AWALNYA Terry Holdbrooks bergabung dengan militer AS agar mampu membayar uang kuliah. Namun kemudian ia menemukan sesuatu yang lebih berharga daripada gaji untuk membayar kuliahnya–yakni hidayah islam. Terry menemukan Islam di penjara paling ketat di dunia—Guantanamo.
Ketika menceritakan pengalamannya di Islamic Center Bloomington, Terry mengaku frustasi bekerja di Guantanamo. Ia bahkan menjadi pecandu minuman keras, bahkan sempat berpikir untuk mengakhiri hidupnya.
Namun, rasa frustrasinya itu pada akhirnya malah mengantarkan Terry kepada Islam.
“Awalnya saya selalu menolak agama. Saya tak pernah berpikir adanya eksistensi Tuhan yang mengusai alam semesta. Kini, saya seorang Muslim.”
Terry Holdbrooks sempat menjalani pelatihan kepolisian militer dua pekan lamanya. Pada saat itu, dia tidak tahu apa-apa mengenai Islam. Kemudian, dalam sebuah kesempatan dia mengunjungi bekas lokasi kejadian 9/11.
Di sana, Terry mendapatkan pandangan yang sepotong-sepotong mengenai orang Islam. Dia mendapatkan arahan bahwa orang Islam tidak akan pernah menerima pandangan Barat.
“Mereka (Muslim) membenci kalian karena kalian punya kebebasan dan demokrasi. Tiap hari, mereka bercita-cita membunuh kalian karena itu.”
Sejak saat itu, Terry terus diingatkan mengenai apa yang telah dilakukan Islam terhadap Amerika. Terry pun sangat memercayainya. Begitulah, sampai akhirnya dia menjadi petugas di penjara Guantanamo.
= = = =
» **Petunjuk Tugas**
Teruskan kisah tentang Terry Holdbrooks di atas, mulai setelah kalimat terakhirnya.

(Baris data anotasi kotak)
= = = =
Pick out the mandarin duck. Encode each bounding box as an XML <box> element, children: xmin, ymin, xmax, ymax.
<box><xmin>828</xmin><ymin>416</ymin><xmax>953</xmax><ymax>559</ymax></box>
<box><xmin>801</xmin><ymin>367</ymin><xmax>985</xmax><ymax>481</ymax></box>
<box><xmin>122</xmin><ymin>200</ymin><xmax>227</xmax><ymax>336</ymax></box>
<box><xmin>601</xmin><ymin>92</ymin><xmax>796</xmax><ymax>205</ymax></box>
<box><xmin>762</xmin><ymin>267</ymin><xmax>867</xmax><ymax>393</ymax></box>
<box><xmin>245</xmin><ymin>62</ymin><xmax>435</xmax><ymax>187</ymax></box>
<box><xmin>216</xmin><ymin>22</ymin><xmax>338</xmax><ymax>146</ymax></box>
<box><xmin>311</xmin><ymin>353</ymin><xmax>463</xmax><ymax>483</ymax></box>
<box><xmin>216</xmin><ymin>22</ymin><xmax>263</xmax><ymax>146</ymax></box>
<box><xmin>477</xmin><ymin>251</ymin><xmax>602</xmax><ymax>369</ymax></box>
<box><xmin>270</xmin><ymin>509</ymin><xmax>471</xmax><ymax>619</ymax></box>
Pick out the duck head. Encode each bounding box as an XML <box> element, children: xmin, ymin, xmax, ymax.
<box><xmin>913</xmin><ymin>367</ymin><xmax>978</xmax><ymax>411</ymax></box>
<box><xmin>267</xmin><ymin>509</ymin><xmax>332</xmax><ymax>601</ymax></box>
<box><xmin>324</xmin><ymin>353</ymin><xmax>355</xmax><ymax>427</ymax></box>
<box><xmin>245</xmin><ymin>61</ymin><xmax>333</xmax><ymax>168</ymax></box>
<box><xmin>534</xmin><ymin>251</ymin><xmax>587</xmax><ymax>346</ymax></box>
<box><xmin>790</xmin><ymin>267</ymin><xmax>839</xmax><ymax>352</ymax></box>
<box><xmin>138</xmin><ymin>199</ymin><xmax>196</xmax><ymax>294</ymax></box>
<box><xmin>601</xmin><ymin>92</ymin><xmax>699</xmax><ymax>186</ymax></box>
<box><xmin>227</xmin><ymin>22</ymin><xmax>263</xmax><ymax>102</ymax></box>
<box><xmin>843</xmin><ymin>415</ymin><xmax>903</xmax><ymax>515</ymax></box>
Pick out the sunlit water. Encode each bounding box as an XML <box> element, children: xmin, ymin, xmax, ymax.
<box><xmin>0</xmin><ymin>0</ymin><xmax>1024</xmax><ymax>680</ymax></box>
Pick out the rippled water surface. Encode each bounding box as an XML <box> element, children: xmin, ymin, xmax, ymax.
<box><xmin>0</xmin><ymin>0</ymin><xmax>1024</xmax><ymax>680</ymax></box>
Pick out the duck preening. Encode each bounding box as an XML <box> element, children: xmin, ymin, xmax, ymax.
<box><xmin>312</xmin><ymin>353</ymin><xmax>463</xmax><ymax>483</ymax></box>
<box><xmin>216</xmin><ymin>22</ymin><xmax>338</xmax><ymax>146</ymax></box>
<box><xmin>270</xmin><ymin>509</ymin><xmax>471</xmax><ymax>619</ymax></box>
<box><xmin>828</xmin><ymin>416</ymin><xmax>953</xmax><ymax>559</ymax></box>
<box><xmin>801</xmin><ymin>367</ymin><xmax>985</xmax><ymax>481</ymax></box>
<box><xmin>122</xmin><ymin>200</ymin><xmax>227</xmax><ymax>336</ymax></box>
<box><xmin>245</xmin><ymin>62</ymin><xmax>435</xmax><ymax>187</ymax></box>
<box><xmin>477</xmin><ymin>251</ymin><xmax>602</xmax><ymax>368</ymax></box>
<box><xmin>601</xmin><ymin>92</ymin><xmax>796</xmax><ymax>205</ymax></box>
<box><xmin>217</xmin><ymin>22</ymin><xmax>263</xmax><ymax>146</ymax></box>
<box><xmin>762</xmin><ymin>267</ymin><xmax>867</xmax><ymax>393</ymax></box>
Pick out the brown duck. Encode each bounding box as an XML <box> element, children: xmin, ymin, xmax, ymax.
= = = =
» **Jawaban Soal**
Di penjara Guantanamo, Terry Holdbrooks melihat langsung kekejaman yang dialami para narapidana. Sekali waktu, para penjaga disuruh untuk membangunkan seluruh narapidana untuk kemudian mereka digiring ke sel-sel yang berbeda setiap 20 menit. Dengan begitu, selama berhari-hari seluruh narapidana tidak tidur, kecuali mereka lolos dari cercaan pertanyaan.
Ada pula seorang narapidana yang dilarang mandi selama lima hari berturut-turut. Begitu kenang Terry Holdbrooks. Banyak narapidana Muslim yang dihalang-halangi untuk menunaikan shalat.
Baru beberapa bulan bekerja sebagai petugas penjara di Guantanamo, Terry Holdbrooks mengaku ia dan beberapa kawannya mulai merasakan frustrasi. Sebagai pelampiasan, mereka kerap minum-minum. Terry Holdbrooks sendiri bahkan mengalami keguncangan psikologis, dan ingin bunuh diri.
“Saya tidak mau bangun dari tidur malam. Sebab, saya tidak ingin menyiksa siapa pun.”
Namun, ketika para penjaga penjara terlibat dalam alkohol, porno, Terry tertarik dengan sikap para narapidana yang justru berbeda dengan para petugas penjara. Mereka nampak biasa saja, Terry kemudian memutuskan dirinya perlu belajar banyak bagaimana para tahanan itu dapat bertahan dalam kondisi menyedihkan dan masih tersenyum.
“Aku tidak tahu apa-apa tentang Islam sebelum bekerja di Guantanamo,” katanya.
Terry kemudian belajar banyak soal Islam, ia mulai berbicara dengan para tahanan tentang politik, etika dan moral, dan soal hidup mereka dan perbedaan budaya. “Kami berbicara sepanjang waktu.”
Rasa penasaran Terry membuatnya semakin giat mempelajari Islam, ia bahkan meluangkan waktu satu jam sehari untuk mendalaminya.
Salah satu tahanan yang sering diajak berbincang-bincang oleh Terry adalah Sang Jenderal—Ahmed Errachidi—seorang narapidana kelahiran Maroko, yang telah tinggal di Inggris selama 18 tahun. Ahmed sebelumnya bekerja sebagai koki, dan menghabiskan lima setengah tahun di Guantanamo karena dituduh mengikuti kamp pelatihan al-Qaida. Ahmed kemudian dibebaskan dari penjara, ia juga dibersihkan dari segala tuduhan sebelumnya.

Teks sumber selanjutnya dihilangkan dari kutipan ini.